**Activity:**
Your answer must be an exact transcription of every record below, with the pictures omitted.

[Stored data Boundary: Start]

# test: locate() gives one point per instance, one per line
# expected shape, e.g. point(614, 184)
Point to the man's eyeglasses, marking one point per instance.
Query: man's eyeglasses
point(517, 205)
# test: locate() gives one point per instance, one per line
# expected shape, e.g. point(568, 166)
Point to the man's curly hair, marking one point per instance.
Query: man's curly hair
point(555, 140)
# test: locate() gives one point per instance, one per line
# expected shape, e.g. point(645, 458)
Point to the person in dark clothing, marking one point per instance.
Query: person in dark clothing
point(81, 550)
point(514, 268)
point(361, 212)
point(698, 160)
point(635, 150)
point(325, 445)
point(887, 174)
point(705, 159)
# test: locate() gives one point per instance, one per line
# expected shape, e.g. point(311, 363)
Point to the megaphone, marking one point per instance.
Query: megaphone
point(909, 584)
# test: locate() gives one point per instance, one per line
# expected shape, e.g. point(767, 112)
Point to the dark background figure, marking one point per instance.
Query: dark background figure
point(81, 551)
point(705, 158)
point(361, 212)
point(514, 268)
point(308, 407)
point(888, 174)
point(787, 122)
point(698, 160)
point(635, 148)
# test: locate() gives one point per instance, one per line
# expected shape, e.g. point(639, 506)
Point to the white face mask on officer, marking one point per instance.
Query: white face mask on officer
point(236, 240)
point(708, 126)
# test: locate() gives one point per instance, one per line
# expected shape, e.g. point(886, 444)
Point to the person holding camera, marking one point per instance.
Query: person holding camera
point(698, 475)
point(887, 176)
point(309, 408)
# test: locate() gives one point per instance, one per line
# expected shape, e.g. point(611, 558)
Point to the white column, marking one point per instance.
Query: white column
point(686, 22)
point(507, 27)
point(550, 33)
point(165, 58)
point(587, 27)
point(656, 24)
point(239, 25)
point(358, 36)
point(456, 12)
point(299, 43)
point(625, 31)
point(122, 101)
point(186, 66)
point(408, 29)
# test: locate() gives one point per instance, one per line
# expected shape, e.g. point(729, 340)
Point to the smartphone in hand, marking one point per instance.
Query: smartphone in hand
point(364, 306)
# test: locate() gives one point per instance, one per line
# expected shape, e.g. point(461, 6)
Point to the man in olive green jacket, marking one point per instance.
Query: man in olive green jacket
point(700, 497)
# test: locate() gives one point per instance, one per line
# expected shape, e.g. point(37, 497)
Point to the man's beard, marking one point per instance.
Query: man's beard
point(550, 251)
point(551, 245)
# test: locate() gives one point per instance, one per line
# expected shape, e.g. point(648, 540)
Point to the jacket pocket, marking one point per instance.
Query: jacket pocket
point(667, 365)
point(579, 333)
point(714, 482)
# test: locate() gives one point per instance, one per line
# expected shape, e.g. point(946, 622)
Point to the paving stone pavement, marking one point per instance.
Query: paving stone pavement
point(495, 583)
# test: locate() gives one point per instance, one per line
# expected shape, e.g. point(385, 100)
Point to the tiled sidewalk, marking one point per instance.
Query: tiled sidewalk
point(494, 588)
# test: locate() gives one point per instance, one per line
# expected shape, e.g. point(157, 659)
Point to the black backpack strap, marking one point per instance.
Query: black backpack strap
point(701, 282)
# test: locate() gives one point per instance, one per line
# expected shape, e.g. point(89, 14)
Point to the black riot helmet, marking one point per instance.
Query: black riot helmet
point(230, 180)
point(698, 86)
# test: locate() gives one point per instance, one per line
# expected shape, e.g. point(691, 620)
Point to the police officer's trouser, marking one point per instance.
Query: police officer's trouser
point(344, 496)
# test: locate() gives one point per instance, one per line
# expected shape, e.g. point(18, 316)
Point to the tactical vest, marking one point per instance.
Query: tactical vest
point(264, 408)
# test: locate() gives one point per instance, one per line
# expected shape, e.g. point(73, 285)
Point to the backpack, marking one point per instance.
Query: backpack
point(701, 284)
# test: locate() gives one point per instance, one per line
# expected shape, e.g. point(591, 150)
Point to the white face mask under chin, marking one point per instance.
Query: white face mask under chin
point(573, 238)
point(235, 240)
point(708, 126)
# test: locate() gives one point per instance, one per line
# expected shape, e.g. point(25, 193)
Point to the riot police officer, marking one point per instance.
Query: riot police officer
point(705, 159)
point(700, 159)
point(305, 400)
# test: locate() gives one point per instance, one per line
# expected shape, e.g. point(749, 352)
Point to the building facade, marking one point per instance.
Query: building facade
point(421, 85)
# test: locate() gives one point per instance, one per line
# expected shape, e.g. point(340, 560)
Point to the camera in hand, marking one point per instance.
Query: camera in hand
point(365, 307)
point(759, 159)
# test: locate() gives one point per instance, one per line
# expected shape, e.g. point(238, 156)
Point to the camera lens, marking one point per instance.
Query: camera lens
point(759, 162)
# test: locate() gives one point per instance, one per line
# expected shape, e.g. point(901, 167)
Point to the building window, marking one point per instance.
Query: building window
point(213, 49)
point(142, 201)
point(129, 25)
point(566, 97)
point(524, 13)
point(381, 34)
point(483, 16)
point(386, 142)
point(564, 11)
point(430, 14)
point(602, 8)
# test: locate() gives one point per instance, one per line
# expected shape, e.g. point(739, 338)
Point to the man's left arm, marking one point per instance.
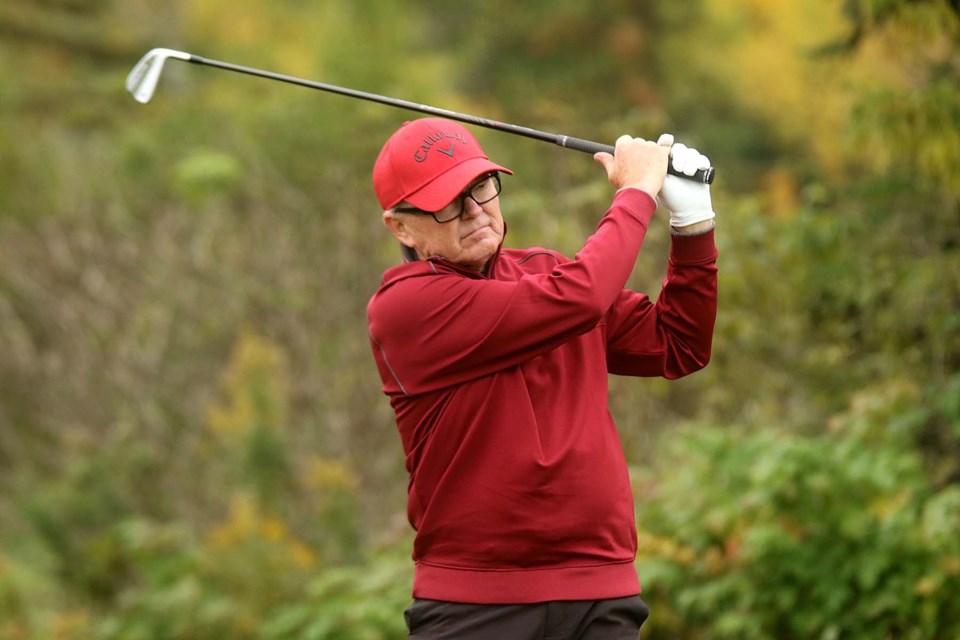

[Stored data Boundary: End]

**Response to the task:**
# test: locate() gives one point per instance, one per line
# expected shape, e.g. point(614, 184)
Point to the man's eyeglasses, marking one point per instance.
Query: man's eyeglasses
point(517, 205)
# test: locate() gives one point per instance, one per line
# expected shape, e.g. point(568, 166)
Point to the man's curly hair, marking one point per instance.
Query: man's curly hair
point(555, 140)
# test: locate() gives one point per instance, one per line
# expected shape, e.g. point(645, 458)
Point to the person in dark clothing, marking one point per instance.
Query: person in dark clothing
point(81, 550)
point(514, 268)
point(361, 212)
point(698, 160)
point(635, 150)
point(325, 445)
point(887, 174)
point(705, 159)
# test: locate() gives one point per instance, one per line
# expected shape, e.g. point(311, 363)
Point to the megaphone, marking one point per instance.
Query: megaphone
point(909, 584)
# test: locate() gives one point per instance, one per line
# expected shape, e.g. point(767, 112)
Point to the dark background figure, marking one point per instance.
Query: dark background figure
point(81, 551)
point(705, 158)
point(361, 212)
point(514, 268)
point(308, 407)
point(888, 174)
point(787, 122)
point(698, 160)
point(635, 148)
# test: locate() gives one point per instance, one per line
# expected shape, e.g. point(639, 506)
Point to the white face mask on officer, marking one point per instance.
Query: white face mask on officer
point(236, 240)
point(708, 126)
# test: locate() gives one point per instance, one per line
# expected shape, e.g. point(886, 444)
Point to the person holding camera, marking one point per instance.
Query: person holding camera
point(698, 475)
point(887, 176)
point(309, 408)
# test: locate() gives one point per instance, one per line
# expected shape, e.g. point(611, 558)
Point to the white column, marking one point per instance.
Query: white column
point(686, 22)
point(507, 27)
point(550, 33)
point(165, 58)
point(587, 27)
point(656, 24)
point(239, 25)
point(358, 36)
point(456, 12)
point(299, 43)
point(625, 31)
point(122, 101)
point(186, 66)
point(408, 29)
# test: locate() gives one point per instance, one per line
# expected shape, e.g. point(729, 340)
Point to the smartphone in hand, marking one point per instance.
Query: smartphone in hand
point(364, 306)
# test: locate() gives one point per instance, one per line
# expected shape, e.g. point(461, 6)
Point to the man in olive green jacket, marking one point per instance.
Query: man in olive green jacket
point(700, 497)
# test: locate() gives one point per instance, one per line
# expected shape, e.g. point(37, 497)
Point to the man's beard, marking one point per instance.
Query: man's beard
point(550, 251)
point(551, 245)
# test: locate() gives one point per instance, one per line
# expected shape, e.g. point(648, 540)
Point to the jacket pocket, marking one point per instance.
Query: jacket pocket
point(667, 365)
point(579, 333)
point(714, 482)
# test: locate() gives one point per instance, one per line
# expected shape, e.g. point(946, 622)
Point to the paving stone pavement, marking one point per instance.
Query: paving stone pavement
point(495, 583)
# test: locate() gives one point per instance, one per line
# expected shape, e.g. point(385, 100)
Point to the tiled sidewalk, marking one point per instance.
Query: tiled sidewalk
point(494, 588)
# test: locate() gives one point per instance, one per line
# expected shape, e.g. point(157, 659)
Point to the black backpack strap, marking one point per instance.
Query: black backpack strap
point(701, 282)
# test: locate() gives one point per instance, one per line
# expected shape, e.g. point(89, 14)
Point to the black riot helmet, marking one point per instance.
Query: black riot helmet
point(230, 180)
point(698, 86)
# test: locate() gives one point per instance, one per line
# expected shape, e.g. point(691, 620)
Point to the police officer's trouser, marking one point per instance.
Query: police officer's trouser
point(344, 496)
# test: locate() gives one point per instance, one per line
# expected shape, e.g. point(18, 316)
Point to the tactical vest, marking one point per instance.
Query: tactical vest
point(264, 408)
# test: locate() gives one point per instance, one per line
# expected shape, e.g. point(73, 285)
Point to the backpack, marking one point per instance.
Query: backpack
point(701, 284)
# test: locate() gives one point per instance, one per line
# expected shape, e.g. point(591, 150)
Point to the white face mask under chin, marking one point per instance.
Query: white face mask under chin
point(573, 238)
point(235, 240)
point(708, 126)
# test: locate() gives one point per instance, one per line
# expected shape, e.g. point(25, 193)
Point to the riot police officer, marking one point per instance.
Query: riot police officer
point(705, 159)
point(700, 159)
point(305, 400)
# test: locate() gives one point per instance, one per line
# expected shape, e.g. point(749, 352)
Point to the building facade, marking one point per instance.
Query: building facade
point(421, 85)
# test: locate() gives one point per instance, one per line
# expected shape, e.g. point(340, 560)
Point to the camera in hand, marking one point per instance.
Query: camera in hand
point(365, 307)
point(759, 159)
# test: locate() gives one point per instance, one per line
# expected shape, e.g. point(238, 156)
Point to the camera lens, marking one point per instance.
Query: camera lens
point(759, 162)
# test: locate() gives one point per instance, one per line
# expected shape, e.g. point(901, 167)
Point to the building window, marking one point per instance.
Query: building window
point(213, 49)
point(142, 201)
point(129, 25)
point(566, 97)
point(524, 13)
point(381, 34)
point(483, 16)
point(386, 142)
point(564, 11)
point(430, 14)
point(602, 8)
# test: locate() gives one point per instance, one per line
# expected shape, e.g. point(739, 338)
Point to the man's left arm, marking one point per instance.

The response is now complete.